• **Required action 1**
Set down everything in the article below, from "Love Island stars" down to "an ad post.", word for word.
• **Required action 2**
Sum up the article below on paid promotion of NHS Test and Trace in two sentences.

• **Source document**
──────────

Coronavirus: Government paid reality TV stars to promote NHS Test and Trace | UK News
Taxpayer money was used to pay social media influencers and reality TV stars to promote the NHS Test and Trace system, the government has admitted.
As the system failed to reach its 80% target for the ninth week in a row, a spokesman said the government had a responsibility to “use every means possible” to keep the public informed during the coronavirus pandemic.
He said: “Our use of social media influencers has meant over seven million people have been reached.
“This is just one part of a wider campaign utilising TV, radio, social, print and other advertisements to ensure the public has the information it needs.”
Love Island stars Shaughna Phillips, Josh Denzel and Chris Hughes were among those paid by the Cabinet Office to tell their online followers testing for COVID-19 was “free, quick and vital to stop the spread”, the Daily Mirror reported.
Both Phillips and Hughes have also posted photos online in the last month in which they are not socially distancing on Mediterranean islands.
The Mirror cited a social media expert as saying the influencers would usually be paid between £5,000 and £10,000 for an ad post.

──────────

• **Material provided**
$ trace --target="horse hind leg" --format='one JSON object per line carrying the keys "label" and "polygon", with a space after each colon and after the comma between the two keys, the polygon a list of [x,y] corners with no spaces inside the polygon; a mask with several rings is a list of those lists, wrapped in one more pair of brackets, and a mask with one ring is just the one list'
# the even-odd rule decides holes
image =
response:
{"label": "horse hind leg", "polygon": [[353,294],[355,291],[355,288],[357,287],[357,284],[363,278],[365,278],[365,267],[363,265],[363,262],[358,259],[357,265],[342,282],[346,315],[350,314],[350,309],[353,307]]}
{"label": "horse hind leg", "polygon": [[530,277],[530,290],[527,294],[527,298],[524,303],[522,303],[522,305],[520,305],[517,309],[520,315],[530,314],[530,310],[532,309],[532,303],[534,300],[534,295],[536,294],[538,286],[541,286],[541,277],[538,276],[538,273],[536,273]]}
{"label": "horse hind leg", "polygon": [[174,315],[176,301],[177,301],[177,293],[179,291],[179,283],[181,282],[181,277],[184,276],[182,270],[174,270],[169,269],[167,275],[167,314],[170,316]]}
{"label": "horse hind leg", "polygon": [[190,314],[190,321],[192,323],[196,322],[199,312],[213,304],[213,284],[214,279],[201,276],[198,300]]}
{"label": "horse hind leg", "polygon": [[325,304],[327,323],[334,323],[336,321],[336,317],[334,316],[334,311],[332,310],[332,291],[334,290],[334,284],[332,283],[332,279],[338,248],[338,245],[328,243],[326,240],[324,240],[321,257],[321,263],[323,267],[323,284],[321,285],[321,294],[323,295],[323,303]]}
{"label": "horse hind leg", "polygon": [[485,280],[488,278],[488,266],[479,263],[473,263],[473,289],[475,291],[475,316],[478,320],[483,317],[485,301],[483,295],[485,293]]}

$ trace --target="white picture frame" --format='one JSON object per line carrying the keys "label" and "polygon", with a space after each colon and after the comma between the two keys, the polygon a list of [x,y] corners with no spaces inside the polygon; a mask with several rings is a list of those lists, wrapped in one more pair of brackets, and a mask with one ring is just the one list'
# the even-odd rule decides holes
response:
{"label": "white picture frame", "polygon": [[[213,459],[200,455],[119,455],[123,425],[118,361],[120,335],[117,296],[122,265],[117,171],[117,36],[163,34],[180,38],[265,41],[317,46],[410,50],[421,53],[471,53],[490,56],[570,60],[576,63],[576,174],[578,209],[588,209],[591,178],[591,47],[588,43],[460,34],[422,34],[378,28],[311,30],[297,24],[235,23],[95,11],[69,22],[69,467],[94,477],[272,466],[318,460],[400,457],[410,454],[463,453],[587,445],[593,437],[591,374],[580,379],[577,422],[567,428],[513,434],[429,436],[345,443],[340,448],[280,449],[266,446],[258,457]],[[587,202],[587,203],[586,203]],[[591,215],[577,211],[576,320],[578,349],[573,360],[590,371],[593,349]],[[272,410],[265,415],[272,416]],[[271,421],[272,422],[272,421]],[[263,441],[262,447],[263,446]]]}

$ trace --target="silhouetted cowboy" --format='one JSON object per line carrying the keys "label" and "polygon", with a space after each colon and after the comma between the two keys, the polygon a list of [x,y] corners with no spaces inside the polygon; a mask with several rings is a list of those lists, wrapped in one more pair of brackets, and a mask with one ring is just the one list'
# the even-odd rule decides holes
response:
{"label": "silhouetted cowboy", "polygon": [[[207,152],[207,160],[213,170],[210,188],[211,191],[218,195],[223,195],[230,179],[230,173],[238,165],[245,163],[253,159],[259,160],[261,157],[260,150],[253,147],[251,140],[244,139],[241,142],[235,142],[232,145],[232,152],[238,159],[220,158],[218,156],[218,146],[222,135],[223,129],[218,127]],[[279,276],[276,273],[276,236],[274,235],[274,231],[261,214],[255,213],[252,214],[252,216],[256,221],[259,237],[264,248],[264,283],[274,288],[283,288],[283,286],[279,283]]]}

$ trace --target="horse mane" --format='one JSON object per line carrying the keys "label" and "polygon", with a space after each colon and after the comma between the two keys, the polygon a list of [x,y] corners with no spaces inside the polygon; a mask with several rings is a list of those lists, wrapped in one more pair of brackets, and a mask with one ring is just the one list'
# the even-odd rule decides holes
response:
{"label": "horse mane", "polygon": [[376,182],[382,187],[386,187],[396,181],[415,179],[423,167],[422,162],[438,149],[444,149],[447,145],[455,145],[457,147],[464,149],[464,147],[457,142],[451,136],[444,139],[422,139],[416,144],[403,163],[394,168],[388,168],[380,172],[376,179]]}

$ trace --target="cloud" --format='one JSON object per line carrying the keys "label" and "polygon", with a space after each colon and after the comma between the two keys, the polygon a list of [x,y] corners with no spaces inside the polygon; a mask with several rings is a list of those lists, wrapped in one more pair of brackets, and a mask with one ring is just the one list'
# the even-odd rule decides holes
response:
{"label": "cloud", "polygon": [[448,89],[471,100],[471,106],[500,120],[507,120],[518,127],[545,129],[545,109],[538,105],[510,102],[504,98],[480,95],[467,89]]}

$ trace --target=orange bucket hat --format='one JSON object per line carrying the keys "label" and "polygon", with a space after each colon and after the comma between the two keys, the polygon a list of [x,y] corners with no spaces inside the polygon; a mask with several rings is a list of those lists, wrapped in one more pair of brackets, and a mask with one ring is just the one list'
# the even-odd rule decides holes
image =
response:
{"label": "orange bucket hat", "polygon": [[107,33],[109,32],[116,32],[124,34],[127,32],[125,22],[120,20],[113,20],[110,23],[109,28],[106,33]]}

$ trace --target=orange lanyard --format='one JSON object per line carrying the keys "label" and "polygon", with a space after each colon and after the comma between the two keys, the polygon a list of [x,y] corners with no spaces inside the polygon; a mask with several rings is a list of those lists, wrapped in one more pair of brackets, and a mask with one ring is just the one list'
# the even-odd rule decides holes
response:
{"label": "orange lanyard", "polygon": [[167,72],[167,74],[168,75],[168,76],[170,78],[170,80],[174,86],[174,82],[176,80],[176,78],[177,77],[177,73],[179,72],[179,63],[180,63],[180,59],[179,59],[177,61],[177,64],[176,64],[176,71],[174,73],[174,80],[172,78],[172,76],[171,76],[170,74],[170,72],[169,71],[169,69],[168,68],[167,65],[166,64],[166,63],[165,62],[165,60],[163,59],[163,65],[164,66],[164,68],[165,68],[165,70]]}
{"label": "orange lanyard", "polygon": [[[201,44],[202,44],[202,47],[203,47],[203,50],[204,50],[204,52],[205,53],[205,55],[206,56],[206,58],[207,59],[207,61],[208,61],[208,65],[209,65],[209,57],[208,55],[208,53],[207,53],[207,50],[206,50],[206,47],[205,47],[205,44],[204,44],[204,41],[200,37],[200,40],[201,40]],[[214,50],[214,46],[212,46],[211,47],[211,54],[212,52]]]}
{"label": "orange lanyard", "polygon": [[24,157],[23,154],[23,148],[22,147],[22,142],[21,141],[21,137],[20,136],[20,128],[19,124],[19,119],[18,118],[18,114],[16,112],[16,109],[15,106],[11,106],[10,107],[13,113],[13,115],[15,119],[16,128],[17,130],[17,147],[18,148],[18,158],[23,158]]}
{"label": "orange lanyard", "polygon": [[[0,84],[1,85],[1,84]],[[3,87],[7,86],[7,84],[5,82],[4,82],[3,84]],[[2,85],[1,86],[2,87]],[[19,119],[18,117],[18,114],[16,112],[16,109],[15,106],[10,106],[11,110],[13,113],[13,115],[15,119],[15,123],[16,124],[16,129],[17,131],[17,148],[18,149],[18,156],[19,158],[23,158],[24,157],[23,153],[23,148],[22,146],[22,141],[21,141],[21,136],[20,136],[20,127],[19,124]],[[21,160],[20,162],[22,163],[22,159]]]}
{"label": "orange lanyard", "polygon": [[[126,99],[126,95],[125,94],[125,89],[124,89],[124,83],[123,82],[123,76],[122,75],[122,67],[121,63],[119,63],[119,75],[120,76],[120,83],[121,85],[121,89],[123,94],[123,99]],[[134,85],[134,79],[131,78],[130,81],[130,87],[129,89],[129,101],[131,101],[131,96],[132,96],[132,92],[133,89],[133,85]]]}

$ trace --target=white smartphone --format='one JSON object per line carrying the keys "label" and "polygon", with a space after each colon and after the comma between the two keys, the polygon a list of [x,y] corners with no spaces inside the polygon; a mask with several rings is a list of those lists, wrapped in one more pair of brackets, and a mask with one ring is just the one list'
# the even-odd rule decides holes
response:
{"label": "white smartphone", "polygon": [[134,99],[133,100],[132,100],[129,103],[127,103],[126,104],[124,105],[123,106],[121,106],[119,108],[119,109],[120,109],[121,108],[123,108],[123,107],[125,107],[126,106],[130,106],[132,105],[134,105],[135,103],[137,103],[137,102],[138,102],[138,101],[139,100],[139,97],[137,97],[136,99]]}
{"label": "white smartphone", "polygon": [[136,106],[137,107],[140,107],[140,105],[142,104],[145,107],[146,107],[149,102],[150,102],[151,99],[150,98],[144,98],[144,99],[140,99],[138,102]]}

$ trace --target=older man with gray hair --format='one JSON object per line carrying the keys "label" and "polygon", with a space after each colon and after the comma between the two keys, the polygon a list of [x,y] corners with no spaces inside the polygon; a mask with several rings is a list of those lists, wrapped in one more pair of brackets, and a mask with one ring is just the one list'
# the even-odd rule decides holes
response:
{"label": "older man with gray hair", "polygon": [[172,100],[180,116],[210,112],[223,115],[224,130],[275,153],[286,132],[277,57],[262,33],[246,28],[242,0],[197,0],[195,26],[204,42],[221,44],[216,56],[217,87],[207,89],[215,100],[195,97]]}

──────────

• **Answer 1**
Love Island stars Shaughna Phillips, Josh Denzel and Chris Hughes were among those paid by the Cabinet Office to tell their online followers testing for COVID-19 was “free, quick and vital to stop the spread”, the Daily Mirror reported.
Both Phillips and Hughes have also posted photos online in the last month in which they are not socially distancing on Mediterranean islands.
The Mirror cited a social media expert as saying the influencers would usually be paid between £5,000 and £10,000 for an ad post.

• **Answer 2**
The UK government admitted using taxpayer money to pay social media influencers and reality TV stars, including Love Island's Shaughna Phillips, Josh Denzel and Chris Hughes, to promote NHS Test and Trace. A government spokesman said the influencers had reached over seven million people as one part of a wider advertising campaign, and the Daily Mirror cited a social media expert who said such influencers would usually be paid between £5,000 and £10,000 per ad post.